Determine how many lines of the listing below contain the string "mossy", with case counting, and give only that number.

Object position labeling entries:
= = = =

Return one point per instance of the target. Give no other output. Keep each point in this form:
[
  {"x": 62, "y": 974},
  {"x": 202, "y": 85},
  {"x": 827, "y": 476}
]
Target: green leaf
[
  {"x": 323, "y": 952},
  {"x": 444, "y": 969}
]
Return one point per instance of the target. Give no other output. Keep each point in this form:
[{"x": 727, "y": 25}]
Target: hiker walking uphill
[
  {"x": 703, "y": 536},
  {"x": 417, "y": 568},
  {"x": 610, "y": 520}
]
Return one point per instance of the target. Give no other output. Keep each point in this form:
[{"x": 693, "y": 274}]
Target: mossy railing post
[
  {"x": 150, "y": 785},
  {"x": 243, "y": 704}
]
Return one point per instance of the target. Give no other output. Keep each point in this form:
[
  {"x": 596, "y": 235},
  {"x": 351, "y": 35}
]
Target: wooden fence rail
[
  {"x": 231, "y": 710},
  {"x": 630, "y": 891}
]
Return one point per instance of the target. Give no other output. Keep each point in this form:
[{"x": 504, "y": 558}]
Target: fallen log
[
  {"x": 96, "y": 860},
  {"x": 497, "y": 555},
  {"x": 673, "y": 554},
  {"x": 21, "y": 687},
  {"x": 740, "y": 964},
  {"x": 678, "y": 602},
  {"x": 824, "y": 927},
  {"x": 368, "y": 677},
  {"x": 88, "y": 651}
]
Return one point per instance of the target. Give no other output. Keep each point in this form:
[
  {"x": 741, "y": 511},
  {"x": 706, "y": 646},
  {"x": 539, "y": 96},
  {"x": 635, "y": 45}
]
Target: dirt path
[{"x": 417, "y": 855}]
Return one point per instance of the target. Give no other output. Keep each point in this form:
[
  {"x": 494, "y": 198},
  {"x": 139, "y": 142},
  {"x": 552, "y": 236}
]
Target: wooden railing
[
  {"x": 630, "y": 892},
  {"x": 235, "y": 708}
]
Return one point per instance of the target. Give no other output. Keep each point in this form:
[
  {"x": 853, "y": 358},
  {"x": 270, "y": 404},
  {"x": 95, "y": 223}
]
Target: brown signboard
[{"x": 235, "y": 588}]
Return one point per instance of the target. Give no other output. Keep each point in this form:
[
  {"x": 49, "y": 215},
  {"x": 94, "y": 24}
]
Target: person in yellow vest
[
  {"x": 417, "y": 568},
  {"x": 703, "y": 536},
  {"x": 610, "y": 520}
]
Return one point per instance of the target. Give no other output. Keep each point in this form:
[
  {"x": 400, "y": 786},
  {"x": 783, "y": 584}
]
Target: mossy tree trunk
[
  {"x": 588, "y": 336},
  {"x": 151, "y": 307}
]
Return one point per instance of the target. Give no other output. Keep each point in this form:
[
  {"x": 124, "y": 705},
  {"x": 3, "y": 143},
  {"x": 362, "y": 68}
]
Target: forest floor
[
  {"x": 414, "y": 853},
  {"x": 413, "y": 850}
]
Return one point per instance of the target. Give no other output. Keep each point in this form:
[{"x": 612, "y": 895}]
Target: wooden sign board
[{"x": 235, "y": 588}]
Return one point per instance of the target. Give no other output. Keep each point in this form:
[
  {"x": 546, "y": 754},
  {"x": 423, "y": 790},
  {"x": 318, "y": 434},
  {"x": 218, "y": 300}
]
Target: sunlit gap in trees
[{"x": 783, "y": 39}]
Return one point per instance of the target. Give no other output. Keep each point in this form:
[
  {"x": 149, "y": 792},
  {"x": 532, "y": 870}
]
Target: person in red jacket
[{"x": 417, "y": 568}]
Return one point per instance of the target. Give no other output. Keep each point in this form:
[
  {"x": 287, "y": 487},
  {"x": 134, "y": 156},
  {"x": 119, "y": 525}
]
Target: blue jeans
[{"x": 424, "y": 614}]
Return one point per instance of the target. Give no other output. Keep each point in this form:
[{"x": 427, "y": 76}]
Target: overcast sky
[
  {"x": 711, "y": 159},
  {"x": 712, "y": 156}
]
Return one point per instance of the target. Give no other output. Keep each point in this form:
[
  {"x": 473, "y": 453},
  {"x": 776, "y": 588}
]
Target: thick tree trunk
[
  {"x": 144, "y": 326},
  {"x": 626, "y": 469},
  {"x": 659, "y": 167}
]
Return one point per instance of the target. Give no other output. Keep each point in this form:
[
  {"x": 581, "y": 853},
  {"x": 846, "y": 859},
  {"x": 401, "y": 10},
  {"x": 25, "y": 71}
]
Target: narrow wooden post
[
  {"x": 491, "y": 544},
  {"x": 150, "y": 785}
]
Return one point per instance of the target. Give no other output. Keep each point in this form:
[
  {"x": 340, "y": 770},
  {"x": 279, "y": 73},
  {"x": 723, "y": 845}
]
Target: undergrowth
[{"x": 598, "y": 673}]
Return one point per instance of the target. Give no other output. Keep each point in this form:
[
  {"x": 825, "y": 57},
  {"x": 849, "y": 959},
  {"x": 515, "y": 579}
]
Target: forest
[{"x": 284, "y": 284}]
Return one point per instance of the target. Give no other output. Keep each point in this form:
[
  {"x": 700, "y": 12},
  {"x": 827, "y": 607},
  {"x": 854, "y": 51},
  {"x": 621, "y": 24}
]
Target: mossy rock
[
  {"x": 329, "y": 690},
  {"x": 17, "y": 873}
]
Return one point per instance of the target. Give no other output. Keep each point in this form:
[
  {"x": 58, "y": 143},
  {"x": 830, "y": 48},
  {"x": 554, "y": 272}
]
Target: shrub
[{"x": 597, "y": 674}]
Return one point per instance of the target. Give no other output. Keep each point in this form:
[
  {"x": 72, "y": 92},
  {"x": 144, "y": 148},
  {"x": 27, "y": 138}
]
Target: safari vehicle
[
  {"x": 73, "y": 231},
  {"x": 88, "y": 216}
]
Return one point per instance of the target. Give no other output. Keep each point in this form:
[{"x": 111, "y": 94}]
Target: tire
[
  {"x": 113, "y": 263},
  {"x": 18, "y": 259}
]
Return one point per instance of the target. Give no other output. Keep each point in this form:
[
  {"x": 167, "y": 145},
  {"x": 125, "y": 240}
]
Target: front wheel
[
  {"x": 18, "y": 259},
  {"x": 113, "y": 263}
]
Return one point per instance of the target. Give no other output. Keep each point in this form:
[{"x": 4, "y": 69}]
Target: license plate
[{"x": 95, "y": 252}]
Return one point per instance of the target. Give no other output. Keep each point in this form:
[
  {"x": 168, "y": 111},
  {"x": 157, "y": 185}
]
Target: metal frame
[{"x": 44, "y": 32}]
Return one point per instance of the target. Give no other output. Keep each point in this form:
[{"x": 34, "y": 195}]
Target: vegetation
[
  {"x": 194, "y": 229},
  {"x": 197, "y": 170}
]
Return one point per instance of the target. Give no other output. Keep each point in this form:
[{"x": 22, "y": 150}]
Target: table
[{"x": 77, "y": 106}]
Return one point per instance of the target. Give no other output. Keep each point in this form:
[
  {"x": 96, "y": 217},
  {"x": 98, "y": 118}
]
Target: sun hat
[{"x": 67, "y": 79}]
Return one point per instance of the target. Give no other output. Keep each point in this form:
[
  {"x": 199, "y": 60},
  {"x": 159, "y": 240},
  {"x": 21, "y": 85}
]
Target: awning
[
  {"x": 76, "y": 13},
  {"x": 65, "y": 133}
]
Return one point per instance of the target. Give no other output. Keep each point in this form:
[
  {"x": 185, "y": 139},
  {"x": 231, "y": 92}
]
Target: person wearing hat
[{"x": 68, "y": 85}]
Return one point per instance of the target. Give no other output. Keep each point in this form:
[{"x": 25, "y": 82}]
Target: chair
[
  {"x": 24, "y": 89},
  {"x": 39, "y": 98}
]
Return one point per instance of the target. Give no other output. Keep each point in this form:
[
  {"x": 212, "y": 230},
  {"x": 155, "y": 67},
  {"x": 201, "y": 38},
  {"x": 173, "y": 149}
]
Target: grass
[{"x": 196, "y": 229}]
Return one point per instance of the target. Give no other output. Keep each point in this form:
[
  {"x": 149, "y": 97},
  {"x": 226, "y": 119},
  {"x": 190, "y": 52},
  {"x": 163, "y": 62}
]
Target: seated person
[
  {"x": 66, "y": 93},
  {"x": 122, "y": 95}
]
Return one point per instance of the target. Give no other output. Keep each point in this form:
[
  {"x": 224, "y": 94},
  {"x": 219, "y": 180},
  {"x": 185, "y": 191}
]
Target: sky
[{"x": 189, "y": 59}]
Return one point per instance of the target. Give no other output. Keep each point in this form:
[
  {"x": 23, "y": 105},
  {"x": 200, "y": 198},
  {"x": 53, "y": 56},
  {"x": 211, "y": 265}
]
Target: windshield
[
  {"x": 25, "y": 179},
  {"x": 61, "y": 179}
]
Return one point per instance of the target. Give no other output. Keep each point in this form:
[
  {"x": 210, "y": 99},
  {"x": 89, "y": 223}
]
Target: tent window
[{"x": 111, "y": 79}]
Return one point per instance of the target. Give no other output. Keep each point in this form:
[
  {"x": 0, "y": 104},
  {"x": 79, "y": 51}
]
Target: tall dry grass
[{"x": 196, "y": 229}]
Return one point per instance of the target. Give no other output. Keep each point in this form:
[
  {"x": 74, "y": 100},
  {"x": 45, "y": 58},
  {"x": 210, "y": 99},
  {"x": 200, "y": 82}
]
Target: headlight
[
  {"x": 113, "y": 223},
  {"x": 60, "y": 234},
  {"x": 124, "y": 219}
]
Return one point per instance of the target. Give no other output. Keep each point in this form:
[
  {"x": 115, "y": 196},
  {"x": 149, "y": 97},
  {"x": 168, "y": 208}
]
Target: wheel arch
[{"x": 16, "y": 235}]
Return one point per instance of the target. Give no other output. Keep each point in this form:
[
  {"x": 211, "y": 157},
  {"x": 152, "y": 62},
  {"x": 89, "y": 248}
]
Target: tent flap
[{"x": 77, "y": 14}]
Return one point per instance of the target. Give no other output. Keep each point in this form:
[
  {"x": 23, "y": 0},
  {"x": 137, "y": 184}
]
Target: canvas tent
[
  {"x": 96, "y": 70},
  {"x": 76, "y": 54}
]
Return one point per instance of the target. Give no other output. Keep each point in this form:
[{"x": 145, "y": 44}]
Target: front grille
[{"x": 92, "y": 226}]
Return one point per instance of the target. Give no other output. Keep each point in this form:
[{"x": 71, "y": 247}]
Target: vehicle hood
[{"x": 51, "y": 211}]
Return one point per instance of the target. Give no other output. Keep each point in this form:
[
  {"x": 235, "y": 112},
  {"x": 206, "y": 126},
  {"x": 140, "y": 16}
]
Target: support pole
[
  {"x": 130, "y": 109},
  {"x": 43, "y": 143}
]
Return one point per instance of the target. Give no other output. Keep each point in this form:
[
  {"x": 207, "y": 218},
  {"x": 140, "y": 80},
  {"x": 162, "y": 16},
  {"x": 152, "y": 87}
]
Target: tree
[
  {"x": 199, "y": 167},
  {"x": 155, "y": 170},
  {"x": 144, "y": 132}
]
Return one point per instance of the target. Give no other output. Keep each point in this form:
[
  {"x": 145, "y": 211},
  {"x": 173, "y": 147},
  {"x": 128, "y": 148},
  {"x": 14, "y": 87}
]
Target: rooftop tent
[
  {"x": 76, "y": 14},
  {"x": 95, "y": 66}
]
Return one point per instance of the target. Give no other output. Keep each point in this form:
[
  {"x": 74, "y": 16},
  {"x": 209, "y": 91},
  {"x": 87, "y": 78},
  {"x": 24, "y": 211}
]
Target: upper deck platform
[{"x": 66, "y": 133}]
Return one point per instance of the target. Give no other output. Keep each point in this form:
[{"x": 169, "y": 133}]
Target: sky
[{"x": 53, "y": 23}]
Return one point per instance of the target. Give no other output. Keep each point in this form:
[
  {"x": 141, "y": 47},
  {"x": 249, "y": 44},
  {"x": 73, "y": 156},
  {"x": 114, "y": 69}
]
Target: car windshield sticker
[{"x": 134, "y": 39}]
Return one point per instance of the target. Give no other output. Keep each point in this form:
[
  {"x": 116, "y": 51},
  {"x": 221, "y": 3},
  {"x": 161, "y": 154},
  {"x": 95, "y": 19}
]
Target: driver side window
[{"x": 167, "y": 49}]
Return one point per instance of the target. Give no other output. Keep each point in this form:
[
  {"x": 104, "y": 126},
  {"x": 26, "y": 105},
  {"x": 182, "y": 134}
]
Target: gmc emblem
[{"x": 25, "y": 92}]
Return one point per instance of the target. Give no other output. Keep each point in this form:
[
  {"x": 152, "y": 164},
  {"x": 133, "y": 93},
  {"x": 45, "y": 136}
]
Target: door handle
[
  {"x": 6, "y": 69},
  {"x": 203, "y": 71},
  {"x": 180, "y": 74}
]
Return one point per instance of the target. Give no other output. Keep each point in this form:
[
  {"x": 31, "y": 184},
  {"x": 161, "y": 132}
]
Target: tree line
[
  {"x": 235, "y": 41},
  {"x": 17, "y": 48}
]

= = = =

**Written solution:**
3